Sample Compatibility & Compliance

The CP-LDI is compatible with common HPLC-grade organic solvents (acetonitrile, methanol, THF), aqueous buffers (phosphate, acetate, ammonium formate), and mildly corrosive mobile phases (0.1% TFA, up to pH 2–10). Wetted materials include sapphire-ruby check valves, stainless steel 316L pump heads, PEEK tubing interfaces, and fluoropolymer seals—ensuring chemical resistance and low metal leaching. While not certified to ISO 9001 or FDA 21 CFR Part 11 out-of-the-box, its audit-ready logging capability (via optional CDS integration), user-accessible parameter change history, and configurable alarm thresholds support GLP/GMP-aligned method validation protocols. It meets mechanical safety standards per IEC 61010-1 for laboratory equipment and complies with electromagnetic compatibility (EMC) directives EN 61326-1.

Software & Data Management

The CP-LDI supports ASCII-based command protocol over RS-232 or virtual COM port (USB), enabling seamless integration with open-architecture chromatography platforms such as OpenLab CDS, Chromeleon, or custom Python/LabVIEW applications. Firmware includes non-volatile memory for storing up to 16 user-defined methods—including flow profiles, pressure limits, and purge sequences—with timestamped execution logs exportable as CSV. Optional firmware upgrade adds Ethernet TCP/IP connectivity and SNMP monitoring for centralized lab instrument management systems. All parameter changes are logged with operator ID (if configured), timestamp, and pre/post values—satisfying traceability requirements for regulated environments.

Applications

• Semi-preparative and preparative reversed-phase purification of pharmaceutical intermediates, natural products, and synthetic peptides.
• Scale-up method transfer from analytical to 10–50 mm ID columns, maintaining linear velocity and resolution fidelity.

DATA SHOWN >>
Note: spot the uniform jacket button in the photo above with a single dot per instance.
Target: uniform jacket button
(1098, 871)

WORK TO COMPLETE >>
1. According to the CP-LDI description, how many user-defined methods can the firmware store in non-volatile memory?
2. Write the next part of the CP-LDI description, picking up after its final applications bullet.

SOLVED PROBLEMS >>
1. Up to 16 user-defined methods.

2.
• Multi-solvent gradient synthesis support for combinatorial library purification and reaction mixture cleanup.
• Continuous-flow chemistry setups requiring stable reagent delivery at 2000–6000 psi, including supercritical fluid-assisted reactions.
• Quality control labs performing forced degradation studies where precise buffer/solvent ratios must be maintained across extended runs.

FAQ

What is the maximum recommended operating pressure for continuous use?
The CP-LDI is rated for continuous operation up to 6000 psi (414 bar) at ambient temperatures (15–35 °C); derating is advised above 40 °C.
Can the pump be used with aggressive solvents like DMSO or chlorinated hydrocarbons?
DMSO is compatible with standard wetted materials; chlorinated solvents (e.g., CH₂Cl₂, CHCl₃) require optional Hastelloy pump heads and Viton-free seals—contact technical support for configuration guidance.
Is gradient delay volume minimized in dual-pump configurations?
Yes—the internal flow path between pump heads and mixer inlet is optimized to <150 µL, reducing dwell volume and improving gradient fidelity for early-eluting compounds.
Does the CP-LDI support pulse-free flow for mass spectrometry coupling?
While not a zero-pulsation syringe pump, its dual-head synchronization and active damping reduce pulsation amplitude to <0.3% RMS—sufficient for most ESI-MS interfaces when paired with a passive damper.
How often should the plunger seals be replaced under typical preparative usage?
With regular solvent flushing and avoidance of particulate-contaminated mobile phases, seal replacement interval exceeds 3000 hours of operation; a diagnostic mode monitors seal wear via pressure decay rate during hold tests.